## SET TASK
Extract every line of the items below that contains the string "mountain" and copy each one in full. Match the case exactly.

## SOURCE DATA
-------

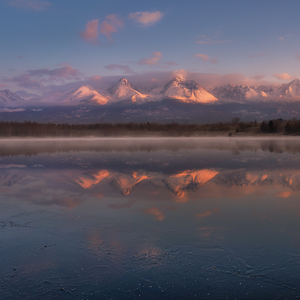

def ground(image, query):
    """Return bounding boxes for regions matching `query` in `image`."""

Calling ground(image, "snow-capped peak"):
[107,77,148,102]
[66,85,109,105]
[0,89,24,103]
[161,76,218,103]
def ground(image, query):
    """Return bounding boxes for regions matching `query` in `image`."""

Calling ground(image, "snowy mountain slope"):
[63,85,110,105]
[0,90,24,103]
[160,77,218,103]
[211,79,300,102]
[211,84,267,102]
[107,78,149,103]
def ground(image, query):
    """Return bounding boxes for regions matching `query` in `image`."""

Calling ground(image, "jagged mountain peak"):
[161,76,218,103]
[107,77,148,102]
[64,85,109,105]
[0,89,24,102]
[107,77,136,94]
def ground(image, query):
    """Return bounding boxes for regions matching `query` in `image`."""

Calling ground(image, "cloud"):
[196,35,230,45]
[3,65,81,89]
[194,53,209,61]
[252,75,266,81]
[79,19,100,44]
[27,65,79,80]
[142,207,165,221]
[129,11,164,26]
[100,15,123,43]
[104,64,134,74]
[210,58,219,64]
[196,208,220,218]
[138,52,162,67]
[273,73,296,80]
[0,108,26,112]
[79,14,123,45]
[249,52,266,58]
[3,74,42,89]
[8,0,51,11]
[89,75,102,81]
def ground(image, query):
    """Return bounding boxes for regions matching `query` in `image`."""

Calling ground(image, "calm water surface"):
[0,138,300,300]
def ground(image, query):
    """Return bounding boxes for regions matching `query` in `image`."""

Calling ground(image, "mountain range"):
[0,77,300,124]
[0,76,300,106]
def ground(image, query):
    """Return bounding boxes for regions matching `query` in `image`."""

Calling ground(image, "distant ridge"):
[160,77,218,103]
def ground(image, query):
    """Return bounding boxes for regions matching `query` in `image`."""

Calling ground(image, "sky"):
[0,0,300,96]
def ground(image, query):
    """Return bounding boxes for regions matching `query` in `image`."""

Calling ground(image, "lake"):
[0,137,300,300]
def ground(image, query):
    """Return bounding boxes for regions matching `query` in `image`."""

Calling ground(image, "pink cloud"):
[196,35,230,45]
[249,52,266,58]
[194,53,209,61]
[8,0,51,11]
[129,11,164,26]
[79,19,100,44]
[252,75,266,81]
[3,74,42,89]
[142,207,165,221]
[210,58,219,64]
[89,75,102,81]
[28,65,79,80]
[138,52,162,67]
[99,15,123,43]
[273,73,296,80]
[79,14,123,45]
[104,64,134,74]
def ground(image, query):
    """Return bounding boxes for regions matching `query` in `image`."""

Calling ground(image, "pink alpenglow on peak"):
[64,85,110,105]
[107,77,149,102]
[161,76,218,103]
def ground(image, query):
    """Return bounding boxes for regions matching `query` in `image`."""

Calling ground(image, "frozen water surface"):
[0,138,300,300]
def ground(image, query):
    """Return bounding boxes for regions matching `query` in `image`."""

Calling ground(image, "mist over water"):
[0,138,300,300]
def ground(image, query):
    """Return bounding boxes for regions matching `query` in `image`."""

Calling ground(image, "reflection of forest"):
[0,137,300,156]
[0,118,300,137]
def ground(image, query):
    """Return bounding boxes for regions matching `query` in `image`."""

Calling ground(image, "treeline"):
[0,118,300,137]
[260,118,300,135]
[0,122,258,137]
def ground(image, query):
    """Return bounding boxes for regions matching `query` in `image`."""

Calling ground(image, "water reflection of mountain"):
[0,166,300,211]
[0,137,300,156]
[71,169,300,196]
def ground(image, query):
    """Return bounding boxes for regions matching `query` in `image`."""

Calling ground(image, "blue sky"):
[0,0,300,93]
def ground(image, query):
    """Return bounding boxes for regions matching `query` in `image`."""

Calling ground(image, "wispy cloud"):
[251,75,266,81]
[142,207,165,221]
[196,35,230,45]
[210,58,219,64]
[194,53,219,64]
[3,64,81,90]
[27,65,79,80]
[79,14,123,45]
[99,15,123,42]
[129,11,164,26]
[3,74,42,89]
[194,53,209,61]
[249,52,266,58]
[104,64,135,74]
[8,0,51,11]
[138,51,162,67]
[89,75,102,81]
[273,73,296,80]
[79,19,100,44]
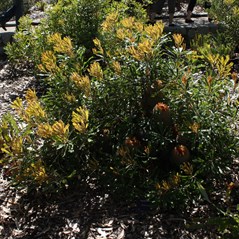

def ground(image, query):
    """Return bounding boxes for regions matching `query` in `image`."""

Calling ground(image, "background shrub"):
[0,1,238,213]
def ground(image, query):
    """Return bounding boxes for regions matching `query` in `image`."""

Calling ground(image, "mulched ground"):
[0,1,239,239]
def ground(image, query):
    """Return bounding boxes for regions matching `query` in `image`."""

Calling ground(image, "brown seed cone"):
[170,144,190,166]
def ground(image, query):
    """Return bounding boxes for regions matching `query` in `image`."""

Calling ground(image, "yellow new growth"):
[112,61,121,75]
[93,38,104,55]
[48,33,74,57]
[38,51,58,73]
[128,39,153,61]
[101,12,118,32]
[121,17,135,29]
[88,61,103,80]
[11,97,24,117]
[70,72,91,96]
[72,107,89,133]
[36,123,53,139]
[11,137,23,155]
[52,120,69,142]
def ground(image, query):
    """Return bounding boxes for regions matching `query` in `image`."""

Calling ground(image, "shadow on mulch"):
[2,177,219,239]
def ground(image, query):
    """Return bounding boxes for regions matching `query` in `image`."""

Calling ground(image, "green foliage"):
[0,1,239,226]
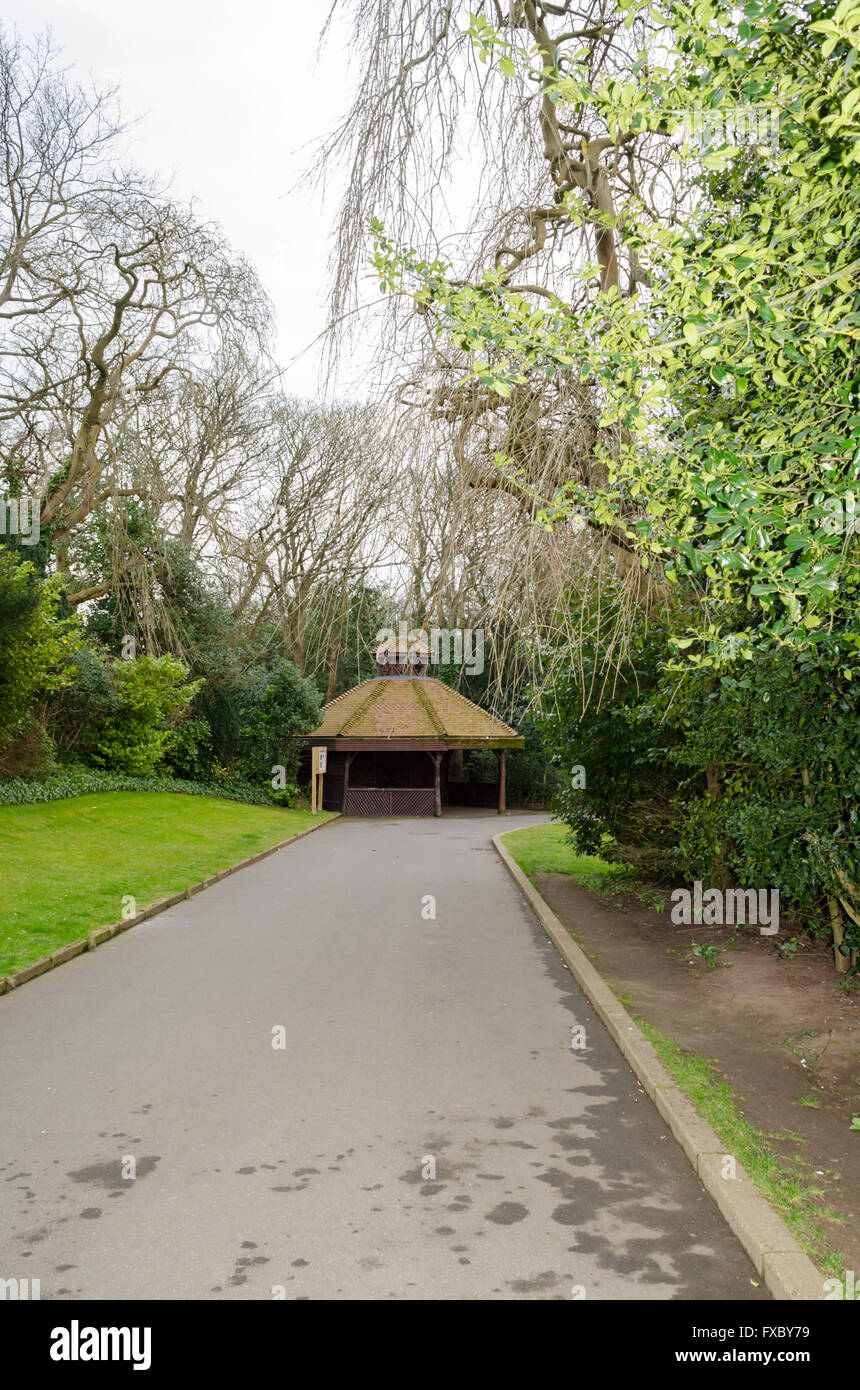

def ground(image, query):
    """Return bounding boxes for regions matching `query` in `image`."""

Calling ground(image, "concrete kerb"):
[493,835,824,1302]
[0,812,340,994]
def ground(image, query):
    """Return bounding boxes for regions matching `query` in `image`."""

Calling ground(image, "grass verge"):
[632,1015,845,1279]
[504,821,625,881]
[0,792,331,976]
[504,824,860,1298]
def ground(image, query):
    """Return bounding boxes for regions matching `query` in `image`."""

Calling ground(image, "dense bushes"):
[0,546,320,805]
[0,545,78,769]
[542,594,860,960]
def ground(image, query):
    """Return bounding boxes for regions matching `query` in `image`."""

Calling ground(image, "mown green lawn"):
[504,821,624,878]
[0,791,329,976]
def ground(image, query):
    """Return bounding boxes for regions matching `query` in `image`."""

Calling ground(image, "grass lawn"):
[503,823,624,881]
[0,791,329,976]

-------

## SOLVED PROBLEM
Calling ground(image, "snowy mountain slope"):
Calling ground(image, "jagged mountain peak"):
Calling ground(image, "mountain range"):
Calling ground(image, "water reflection of mountain"):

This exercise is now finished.